— Document section —

━━━━━━━━━━━━━━━━

Our History

History of the Industry

The various specialties within the industry evolved at different rates and in different periods, but many of the industry's most basic products have historical antecedents dating back thousands of years.

Soaps, Detergents, and Surfactants

Different accounts place soap's invention between 2500 B.C. and 300 B.C. The word "soap" may have been derived from Mt. Sapo, near Rome, a place where burnt offerings were made to the gods. People discovered that the fat and ash residue from the offerings had cleaning properties. By definition, soap is a cleansing product created through the chemical process of combining a fat or natural oil with an alkali (such as wood ashes or lye) under controlled conditions. Soap-producing factories developed in France and Italy, where olive oil was plentiful and used as the main ingredient, throughout the sixteenth, seventeenth, and eighteenth centuries. In the nineteenth century, palm oil began to replace olive oil in formulations. By the turn of the twentieth century, many people still made soap by boiling fats and lye to produce solid cakes.

In the United States, the soap making industry marks 1837 as an important year. In that year, William Procter and James Gamble established a candle and soap making business. Their company, Procter & Gamble, went on to become one of the foremost soap and detergent makers in the country. Procter and Gamble's famous Ivory soap bar was first introduced in 1882. Lever Brothers, another major soap and detergent company, offered Lifebuoy and Sunlight soap bars in 1895.

Procter & Gamble introduced Oxydol, a flaked laundry soap, in 1924. Oxydol was followed in 1933 by Dreft, the nation's first synthetic household detergent. Instead of soap, Dreft's formula was based on alcohol sulfates. Alcohol sulfates were the first type of surfactants to make a significant impact in the formulation of cleaning products.

━━━━━━━━━━━━━━━━

— Listed entries —

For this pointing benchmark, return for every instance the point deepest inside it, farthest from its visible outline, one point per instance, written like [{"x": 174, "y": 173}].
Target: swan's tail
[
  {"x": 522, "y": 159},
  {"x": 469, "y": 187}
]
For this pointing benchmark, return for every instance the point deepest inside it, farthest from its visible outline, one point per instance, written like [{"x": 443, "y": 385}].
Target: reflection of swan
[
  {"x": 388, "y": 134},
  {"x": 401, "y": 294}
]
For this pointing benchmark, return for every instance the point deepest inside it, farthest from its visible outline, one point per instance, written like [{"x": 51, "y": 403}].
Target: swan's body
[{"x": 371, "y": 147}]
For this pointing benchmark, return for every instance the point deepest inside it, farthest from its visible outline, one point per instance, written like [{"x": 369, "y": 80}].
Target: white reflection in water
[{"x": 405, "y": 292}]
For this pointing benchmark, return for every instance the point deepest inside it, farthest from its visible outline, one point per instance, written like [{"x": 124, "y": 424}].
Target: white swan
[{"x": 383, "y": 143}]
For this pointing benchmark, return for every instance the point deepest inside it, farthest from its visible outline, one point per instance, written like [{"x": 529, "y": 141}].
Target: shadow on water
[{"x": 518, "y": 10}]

━━━━━━━━━━━━━━━━

— Tasks for this exercise —
a. According to the industry history, what was the formula of Dreft based on instead of soap?
b. Reproduce the industry history word for word, from "In the United" up to and including "of cleaning products.".

— The replies —
a. Alcohol sulfates.

b.
In the United States, the soap making industry marks 1837 as an important year. In that year, William Procter and James Gamble established a candle and soap making business. Their company, Procter & Gamble, went on to become one of the foremost soap and detergent makers in the country. Procter and Gamble's famous Ivory soap bar was first introduced in 1882. Lever Brothers, another major soap and detergent company, offered Lifebuoy and Sunlight soap bars in 1895.

Procter & Gamble introduced Oxydol, a flaked laundry soap, in 1924. Oxydol was followed in 1933 by Dreft, the nation's first synthetic household detergent. Instead of soap, Dreft's formula was based on alcohol sulfates. Alcohol sulfates were the first type of surfactants to make a significant impact in the formulation of cleaning products.